* Supplied text
= Beginning of Section =

Al-sīrah al-nabawiyya (السيرة النبوية), commonly shortened to sīrah and translated as prophetic biography, are the traditional biographies of the Islamic prophet Muhammad written over centuries by Muslim historians, from which, in addition to the Quran and hadith literature, most historical information about his life and the early history of Islam is derived.

Early historiographic information in Islam emerged as the irregular products of storytellers (qass, pl. qussas)—they were quite prestigious then—without details. While the narratives were initially in the form of a kind of heroic epics called maghazi, details were added later, edited and transformed into sirah compilations. The stories were written in the form of "founding conquest stories" based on nostalgia for the golden age then. Humphrey, quoted by Antoine Borrut, explains that the stories related to this period were created according to a pact-betrayal-redemption principle. Western historians describe the purpose of these early biographies as largely to convey a message—of a hagiographic nature—rather than to strictly and accurately record history. Lawrence Conrad examines the early sirah books and sees that the dates of Muhammad's birth span a period of up to 85 years. Conrad defines this as: "the fluidity (evolutionary process) continued even in the written period." At the same time the study of the earliest periods in Islamic history is made difficult by a lack of sources.

From the very beginning, the process of creating the image of Muhammad as a warrior hero supported by divine help is seen as fitting the ideal hero typology and current needs during the military collapses experienced by the Umayyads. Muhammad's position gradually rose from his military stature to that of the sole and central figure in narratives who received divine assistance, in parallel with the rise in the value of the hadiths attributed to Muhammad in Islamic lawmaking although it was not like that in the beginning.

= End of Section =

* Data extracts

= Beginning of Section =

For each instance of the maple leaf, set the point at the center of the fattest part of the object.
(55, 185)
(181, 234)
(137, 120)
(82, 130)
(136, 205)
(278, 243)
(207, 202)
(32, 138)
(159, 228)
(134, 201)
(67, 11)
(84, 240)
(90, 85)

= End of Section =

* Exercises to complete
1. Reproduce the passage on the sīrah from "From the very" up to and including "in the beginning.".
2. Write the next part of the passage on the prophetic biographies of Muhammad, picking up after its final sentence.

* Your responses
1.
From the very beginning, the process of creating the image of Muhammad as a warrior hero supported by divine help is seen as fitting the ideal hero typology and current needs during the military collapses experienced by the Umayyads. Muhammad's position gradually rose from his military stature to that of the sole and central figure in narratives who received divine assistance, in parallel with the rise in the value of the hadiths attributed to Muhammad in Islamic lawmaking although it was not like that in the beginning.

2.
== Terminology ==
In the first two centuries of Islamic history, sīrah was more commonly known as maghāzī (literally, 'stories of military expeditions'), which is now considered to be only a subset of sīra—one that concerns the military campaigns of Muhammad. The phrase sīrat rasūl allāh, or as-sīra al-nabawiyya, refers to the study of the life of Muhammad. The term sīrah was first linked to the biography of Muhammad by Ibn Shihab al-Zuhri (d. 124/741–2), and later popularized by the work of Ibn Hisham (d. 833).

In the Arabic language the word sīrah or sīrat (سيرة) comes from the verb sāra, which means "to travel" or "to be on a journey". A person's sīrah is that person's journey through life, or biography, encompassing their birth, events in their life, manners and characteristics, and their death. In modern usage it may also refer to a person's resume. It is sometimes written as "seerah", "sirah" or "sirat", all meaning "life" or "journey". In Islamic literature, the plural form, siyar, could also refer to the rules of war and dealing with non-Muslims.

Early works of sīrah consist of multiple historical reports called khabar. Sometimes the word tradition or hadith is used instead. In terms of structure, a hadith and a khabar are very similar; they both contain isnads (chains of transmission). The main difference between a hadith and a khabar is that a hadith is not concerned with an event as such, and normally does not specify a time or place. Rather the purpose of hadith is to record a religious doctrine as an authoritative source of Islamic law. By contrast, while a khabar may carry some legal or theological implications, its main aim is to convey information about a certain event. Some historians consider the sīrah and maghāzī literature to be a subset of Hadith.

== Evolution of content ==
The sīrah literature includes a variety of heterogeneous materials, containing mainly narratives of military expeditions undertaken by Muhammad and his companions. These stories are intended as historical accounts and are used for veneration. The sīrah also includes a number of written documents, such as political treaties (e.g., Treaty of Hudaybiyyah or Constitution of Medina), military enlistments, assignments of officials, letters to foreign rulers, and so forth. It also records some of the speeches and sermons made by Muhammad, like his speech at the Farewell Pilgrimage. Some of the sīrah accounts include verses of poetry commemorating certain events and battles.

Parts of sīrah were inspired by, or elaborate upon, events mentioned in the Quran. These parts were often used by writers of Tafsir and asbab al-nuzul to provide background information for events mentioned in certain ayat.

At a 2 to 3 hundred years later periods, certain type of stories included in sīrah developed into their own separate genres. One genre is concerned with stories of prophetic miracles, called aʿlām al-nubuwa (literally, "proofs of prophethood"—the first word is sometimes substituted for amārāt or dalāʾil). Another genre, called faḍāʾil wa mathālib—tales that show the merits and faults of individual companions, enemies, and other notable contemporaries of Muhammad. Some works of sīrah also positioned the story of Muhammad as part of a narrative that includes stories of earlier prophets, Persian Kings, pre-Islamic Arab tribes, and the Rashidun.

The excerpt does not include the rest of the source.